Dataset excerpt
'''

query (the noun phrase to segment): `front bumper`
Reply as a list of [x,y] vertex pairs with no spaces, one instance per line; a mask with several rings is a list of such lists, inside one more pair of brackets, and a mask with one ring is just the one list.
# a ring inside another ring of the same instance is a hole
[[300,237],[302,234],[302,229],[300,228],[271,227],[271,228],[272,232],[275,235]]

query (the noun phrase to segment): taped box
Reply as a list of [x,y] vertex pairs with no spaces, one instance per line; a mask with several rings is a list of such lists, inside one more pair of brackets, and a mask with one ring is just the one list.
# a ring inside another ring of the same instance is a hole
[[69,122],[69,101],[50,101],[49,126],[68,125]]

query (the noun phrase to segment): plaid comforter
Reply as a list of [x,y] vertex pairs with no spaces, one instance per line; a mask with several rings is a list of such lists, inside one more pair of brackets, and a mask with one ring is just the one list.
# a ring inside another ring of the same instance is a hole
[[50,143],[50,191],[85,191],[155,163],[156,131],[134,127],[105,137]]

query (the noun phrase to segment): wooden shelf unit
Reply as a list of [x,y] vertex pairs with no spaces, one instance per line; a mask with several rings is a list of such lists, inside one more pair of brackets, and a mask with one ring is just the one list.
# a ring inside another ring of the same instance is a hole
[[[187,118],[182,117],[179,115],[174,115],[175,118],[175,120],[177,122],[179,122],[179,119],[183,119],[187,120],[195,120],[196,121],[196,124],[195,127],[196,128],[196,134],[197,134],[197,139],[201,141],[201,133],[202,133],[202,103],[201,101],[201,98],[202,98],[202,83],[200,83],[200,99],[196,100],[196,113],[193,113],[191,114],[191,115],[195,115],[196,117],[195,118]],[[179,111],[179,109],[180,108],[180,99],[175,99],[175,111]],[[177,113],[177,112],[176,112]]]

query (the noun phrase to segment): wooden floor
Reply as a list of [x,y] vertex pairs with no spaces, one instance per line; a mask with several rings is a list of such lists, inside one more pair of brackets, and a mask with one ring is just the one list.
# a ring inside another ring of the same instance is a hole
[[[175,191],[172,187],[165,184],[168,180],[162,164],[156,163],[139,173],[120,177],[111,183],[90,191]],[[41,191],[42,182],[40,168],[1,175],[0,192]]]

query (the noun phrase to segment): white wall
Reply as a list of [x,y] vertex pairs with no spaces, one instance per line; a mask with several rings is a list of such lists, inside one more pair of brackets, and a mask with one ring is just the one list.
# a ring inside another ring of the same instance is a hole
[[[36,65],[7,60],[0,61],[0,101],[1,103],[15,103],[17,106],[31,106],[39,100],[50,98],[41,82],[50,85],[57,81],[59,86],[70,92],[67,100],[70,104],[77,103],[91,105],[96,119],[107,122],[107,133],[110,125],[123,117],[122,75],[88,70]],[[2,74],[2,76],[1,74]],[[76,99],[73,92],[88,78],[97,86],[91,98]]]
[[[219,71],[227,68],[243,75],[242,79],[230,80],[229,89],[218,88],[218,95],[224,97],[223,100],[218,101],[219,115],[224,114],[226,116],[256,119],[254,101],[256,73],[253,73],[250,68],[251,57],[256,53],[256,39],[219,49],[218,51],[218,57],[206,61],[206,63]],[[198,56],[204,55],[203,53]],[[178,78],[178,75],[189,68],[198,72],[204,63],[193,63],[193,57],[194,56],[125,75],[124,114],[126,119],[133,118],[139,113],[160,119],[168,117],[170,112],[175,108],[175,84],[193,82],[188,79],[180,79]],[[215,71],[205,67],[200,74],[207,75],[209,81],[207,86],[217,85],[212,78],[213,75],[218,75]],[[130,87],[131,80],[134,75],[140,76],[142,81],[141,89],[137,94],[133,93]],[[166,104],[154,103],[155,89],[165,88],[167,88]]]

'''

== Stated exercise ==
Rescale everything from the line containing "query (the noun phrase to segment): taped box" down to the line containing "[[69,122],[69,101],[50,101],[49,126],[68,125]]", giving only those lines again with the requests unchanged. Multiply every vertex coordinate in the answers by 1.85 and round each result to a whole number, with halves rounded up.

== Response to this exercise ==
query (the noun phrase to segment): taped box
Reply as a list of [x,y] vertex pairs with no spaces, one instance per line; a mask with several rings is a list of such lists, inside one more pair of brackets, and a mask with one ring is just the one list.
# a ring inside another ring of the same instance is a hole
[[128,226],[128,187],[93,187],[91,233],[126,231]]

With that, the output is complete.